## TASK TO CARRY OUT
Restate the entries below verbatim.

## DATA TO PROCESS

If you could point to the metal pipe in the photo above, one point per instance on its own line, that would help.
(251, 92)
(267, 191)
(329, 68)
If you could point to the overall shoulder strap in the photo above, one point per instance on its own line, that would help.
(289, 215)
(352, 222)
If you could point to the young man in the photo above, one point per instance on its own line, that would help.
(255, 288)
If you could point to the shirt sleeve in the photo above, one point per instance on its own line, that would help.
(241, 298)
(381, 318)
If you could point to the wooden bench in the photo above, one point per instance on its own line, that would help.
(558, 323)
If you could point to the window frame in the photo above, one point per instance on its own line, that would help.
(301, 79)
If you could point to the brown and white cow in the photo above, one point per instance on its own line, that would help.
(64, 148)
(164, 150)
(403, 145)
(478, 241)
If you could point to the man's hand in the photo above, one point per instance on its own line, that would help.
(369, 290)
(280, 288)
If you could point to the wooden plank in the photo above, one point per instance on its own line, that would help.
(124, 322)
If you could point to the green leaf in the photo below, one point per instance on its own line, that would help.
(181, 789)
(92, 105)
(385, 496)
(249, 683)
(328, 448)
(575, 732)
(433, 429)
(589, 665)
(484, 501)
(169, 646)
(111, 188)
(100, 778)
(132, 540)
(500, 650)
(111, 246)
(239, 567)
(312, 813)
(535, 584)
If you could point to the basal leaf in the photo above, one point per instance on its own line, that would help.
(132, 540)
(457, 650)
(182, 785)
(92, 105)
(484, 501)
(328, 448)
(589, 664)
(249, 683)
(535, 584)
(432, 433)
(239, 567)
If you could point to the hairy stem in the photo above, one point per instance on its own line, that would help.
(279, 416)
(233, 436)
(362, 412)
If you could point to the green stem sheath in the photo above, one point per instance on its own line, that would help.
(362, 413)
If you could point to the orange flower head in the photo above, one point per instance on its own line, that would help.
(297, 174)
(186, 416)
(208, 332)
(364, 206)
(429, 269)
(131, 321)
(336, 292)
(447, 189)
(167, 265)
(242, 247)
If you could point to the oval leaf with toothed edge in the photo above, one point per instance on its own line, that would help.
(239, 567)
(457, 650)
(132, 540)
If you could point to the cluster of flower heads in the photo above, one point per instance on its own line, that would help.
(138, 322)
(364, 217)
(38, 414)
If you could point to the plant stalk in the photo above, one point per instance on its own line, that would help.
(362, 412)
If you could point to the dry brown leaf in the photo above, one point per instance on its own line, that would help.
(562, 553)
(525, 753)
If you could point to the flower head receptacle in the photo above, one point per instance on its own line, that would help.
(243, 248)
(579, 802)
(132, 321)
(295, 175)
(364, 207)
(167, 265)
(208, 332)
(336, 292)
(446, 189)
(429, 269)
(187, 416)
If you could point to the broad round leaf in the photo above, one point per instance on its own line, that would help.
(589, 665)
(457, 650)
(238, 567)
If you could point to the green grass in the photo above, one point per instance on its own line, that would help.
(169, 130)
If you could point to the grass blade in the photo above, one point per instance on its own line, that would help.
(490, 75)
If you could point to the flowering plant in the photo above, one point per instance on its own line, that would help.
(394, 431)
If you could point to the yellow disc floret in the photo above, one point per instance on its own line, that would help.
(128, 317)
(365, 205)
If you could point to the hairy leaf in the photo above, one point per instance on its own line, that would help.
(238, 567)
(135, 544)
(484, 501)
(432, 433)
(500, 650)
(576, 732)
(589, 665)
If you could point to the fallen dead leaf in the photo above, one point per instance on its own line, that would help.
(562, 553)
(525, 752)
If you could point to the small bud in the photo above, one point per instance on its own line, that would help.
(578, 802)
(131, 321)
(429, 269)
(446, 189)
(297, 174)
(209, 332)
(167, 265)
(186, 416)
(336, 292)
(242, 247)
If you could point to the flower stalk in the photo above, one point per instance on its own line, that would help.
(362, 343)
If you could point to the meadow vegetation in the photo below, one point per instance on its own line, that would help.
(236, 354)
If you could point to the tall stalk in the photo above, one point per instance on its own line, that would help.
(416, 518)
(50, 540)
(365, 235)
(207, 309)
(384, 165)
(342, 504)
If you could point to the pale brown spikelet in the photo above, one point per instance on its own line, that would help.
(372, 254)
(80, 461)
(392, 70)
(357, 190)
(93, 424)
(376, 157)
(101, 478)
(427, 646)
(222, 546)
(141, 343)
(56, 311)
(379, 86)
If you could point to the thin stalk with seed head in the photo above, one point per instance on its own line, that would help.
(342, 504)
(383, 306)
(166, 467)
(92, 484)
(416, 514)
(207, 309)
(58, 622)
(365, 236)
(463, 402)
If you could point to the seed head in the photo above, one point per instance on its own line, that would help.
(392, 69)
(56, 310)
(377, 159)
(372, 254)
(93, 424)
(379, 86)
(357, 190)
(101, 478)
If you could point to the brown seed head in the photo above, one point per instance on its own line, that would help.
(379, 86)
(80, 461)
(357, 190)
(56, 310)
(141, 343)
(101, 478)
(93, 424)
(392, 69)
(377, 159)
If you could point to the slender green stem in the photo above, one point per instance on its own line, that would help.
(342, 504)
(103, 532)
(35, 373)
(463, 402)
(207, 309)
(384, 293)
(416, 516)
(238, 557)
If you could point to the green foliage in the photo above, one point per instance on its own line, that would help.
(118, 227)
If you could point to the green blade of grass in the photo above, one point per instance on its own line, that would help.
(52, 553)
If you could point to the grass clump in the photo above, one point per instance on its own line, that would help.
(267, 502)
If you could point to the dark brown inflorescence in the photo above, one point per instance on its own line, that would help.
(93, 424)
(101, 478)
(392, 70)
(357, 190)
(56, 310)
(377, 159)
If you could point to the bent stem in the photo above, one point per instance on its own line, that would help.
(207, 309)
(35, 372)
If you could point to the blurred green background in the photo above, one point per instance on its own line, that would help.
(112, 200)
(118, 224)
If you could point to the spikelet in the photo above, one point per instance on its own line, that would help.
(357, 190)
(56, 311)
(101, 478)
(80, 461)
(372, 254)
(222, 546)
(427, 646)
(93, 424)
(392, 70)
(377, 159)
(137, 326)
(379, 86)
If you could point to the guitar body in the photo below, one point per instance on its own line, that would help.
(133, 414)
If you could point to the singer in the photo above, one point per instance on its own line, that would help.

## OUTPUT OF THE TASK
If you could point to the metal pipe in the photo above, one point per instance on its own line, that would help.
(251, 92)
(267, 191)
(329, 68)
If you could point to the overall shoulder strap in the photo above, one point per instance on its own line, that would help.
(289, 215)
(352, 222)
If you could point to the young man in the photo above, one point per instance on its own line, that would help.
(255, 288)
If you could point to the shirt sleeve in the photo above, one point per instance on its own line, that would help.
(241, 298)
(381, 318)
If you could point to the wooden bench in the photo above, one point per instance on its own line, that would help.
(558, 323)
If you could point to the window frame in the photo above, one point per instance on its own line, that would help.
(301, 79)
If you could point to the brown and white cow in the photo above, one point per instance on its own line, that would help.
(64, 148)
(164, 150)
(403, 145)
(478, 241)
If you could point to the man's hand in the photo above, one point per instance on its own line, that would help.
(369, 290)
(280, 288)
If you could point to the wooden plank in the photo above, one point per instance on its own line, that would help.
(124, 322)
If you could point to the green leaf in the photo below, one point per instance on its own line, that would help.
(181, 789)
(92, 105)
(385, 496)
(249, 683)
(328, 448)
(575, 732)
(433, 429)
(589, 665)
(484, 501)
(169, 646)
(111, 188)
(100, 778)
(132, 540)
(500, 650)
(111, 246)
(239, 567)
(312, 813)
(535, 584)
If you could point to the basal leaf in the photo above, one point per instance on its own line, that would help.
(132, 540)
(457, 650)
(182, 785)
(92, 105)
(484, 501)
(328, 448)
(589, 664)
(249, 683)
(535, 584)
(432, 433)
(239, 567)
If you could point to the hairy stem in the photo above, one point per instance on its own line, that would help.
(279, 416)
(233, 436)
(362, 412)
If you could point to the green stem sheath in the photo above, one point per instance on its own line, that would help.
(362, 413)
If you could point to the orange flower head in the photo above, one point per instance on its own line, that would help.
(297, 174)
(186, 416)
(208, 332)
(364, 206)
(429, 269)
(131, 321)
(336, 292)
(447, 189)
(167, 265)
(242, 247)
If you could point to the oval leaf with toothed edge in the photo above, one point per instance on its own line, that would help.
(239, 567)
(457, 650)
(132, 540)
If you could point to the cluster of flower heads in the photo above, one point per instance on its own line, that would help.
(138, 322)
(364, 217)
(38, 414)
If you could point to the plant stalk in the photo above, one point per instance on its own line, that would help.
(362, 412)
If you could point to the dry brown leaf in the photo above, one point per instance on its own line, that would help.
(562, 553)
(525, 753)
If you could point to the flower head receptacle in the photo above, one point per instance on its own line, that would help.
(243, 248)
(579, 802)
(132, 321)
(295, 175)
(364, 207)
(167, 265)
(208, 332)
(336, 292)
(446, 189)
(429, 269)
(187, 416)
If you could point to the broad round leaf in the photo above, one point per instance on its own line, that would help.
(589, 665)
(457, 650)
(238, 567)
If you could point to the green grass in the photo above, one point per instance on its own line, that would help.
(169, 130)
If you could point to the grass blade in the photo above, one point per instance on its own line, that would help.
(490, 75)
If you could point to the flowering plant in the photo above, one point per instance on its own line, that would help.
(394, 431)
If you could point to the yellow disc floret in the photo above, one point per instance on its own line, that would help.
(128, 317)
(365, 205)
If you could point to the hairy leaf in the photo above, one point per instance on its own line, that would help.
(238, 567)
(135, 544)
(484, 501)
(432, 433)
(500, 650)
(576, 732)
(589, 665)
If you could point to the fallen dead leaf in the photo above, one point per instance on its own line, that would help.
(562, 553)
(525, 752)
If you could point to the small bud in the photo above, one point per instance on its own line, that would help.
(578, 802)
(131, 321)
(429, 269)
(446, 189)
(297, 174)
(209, 332)
(167, 265)
(186, 416)
(336, 292)
(242, 247)
If you could point to the flower stalk in the photo above, one point per instance on its own line, that would help.
(362, 343)
If you could point to the meadow vegetation in the photo below, one point per instance on its own line, that would help.
(236, 354)
If you could point to the tall stalk in the photo above, one point per instance on its own line, that would help.
(416, 518)
(50, 540)
(365, 235)
(207, 309)
(384, 165)
(342, 504)
If you could point to the pale brown spikelet in the photo above, one point per instance on its own line, that would help.
(372, 254)
(80, 461)
(392, 70)
(357, 190)
(93, 424)
(376, 157)
(101, 478)
(427, 646)
(222, 546)
(141, 343)
(56, 311)
(379, 86)
If you could point to the thin stalk with seed head in the photo above, one point per instance on its own line, that would help.
(342, 504)
(383, 306)
(166, 467)
(92, 484)
(416, 514)
(207, 309)
(58, 622)
(365, 236)
(463, 402)
If you could point to the seed head in the photo above, one point per instance on its own line, that would help.
(392, 69)
(56, 310)
(377, 159)
(372, 254)
(93, 424)
(379, 86)
(357, 190)
(101, 478)
If you could point to the brown seed head in the photo above, one point per instance on its own line, that would help.
(379, 86)
(80, 461)
(357, 190)
(56, 310)
(141, 343)
(101, 478)
(93, 424)
(392, 69)
(377, 159)
If you could point to the slender green stem in the photo above, one point per instance on its own line, that would help.
(342, 504)
(103, 532)
(35, 373)
(463, 402)
(207, 309)
(384, 293)
(416, 516)
(238, 557)
If you could point to the green foliage in the photo above, one point per instance on its own line, that would help.
(118, 227)
If you could point to the green blade of grass in the photo above, one point per instance on its own line, that would help.
(52, 553)
If you could point to the grass clump in the photo above, one point per instance on its own line, that would help.
(267, 502)
If you could point to the dark brown inflorescence in the photo above, one point per instance on its own line, that would help.
(93, 424)
(101, 478)
(392, 70)
(357, 190)
(56, 310)
(377, 159)
If you could point to the bent stem in the photo above, one point per instance on its own line, that would help.
(207, 309)
(35, 372)
If you could point to the blurred green background in the photo above, one point per instance on its own line, that would help.
(112, 200)
(118, 224)
If you could point to the spikelet in the photo above, one point per instance on its own line, that would help.
(357, 190)
(56, 311)
(101, 478)
(80, 461)
(372, 254)
(222, 546)
(427, 646)
(93, 424)
(392, 70)
(377, 159)
(137, 326)
(379, 86)
If you could point to the guitar body in the photo below, one point per instance on its own line, that would help.
(133, 414)
If you could point to the singer in the photo above, one point per instance on its own line, that would help.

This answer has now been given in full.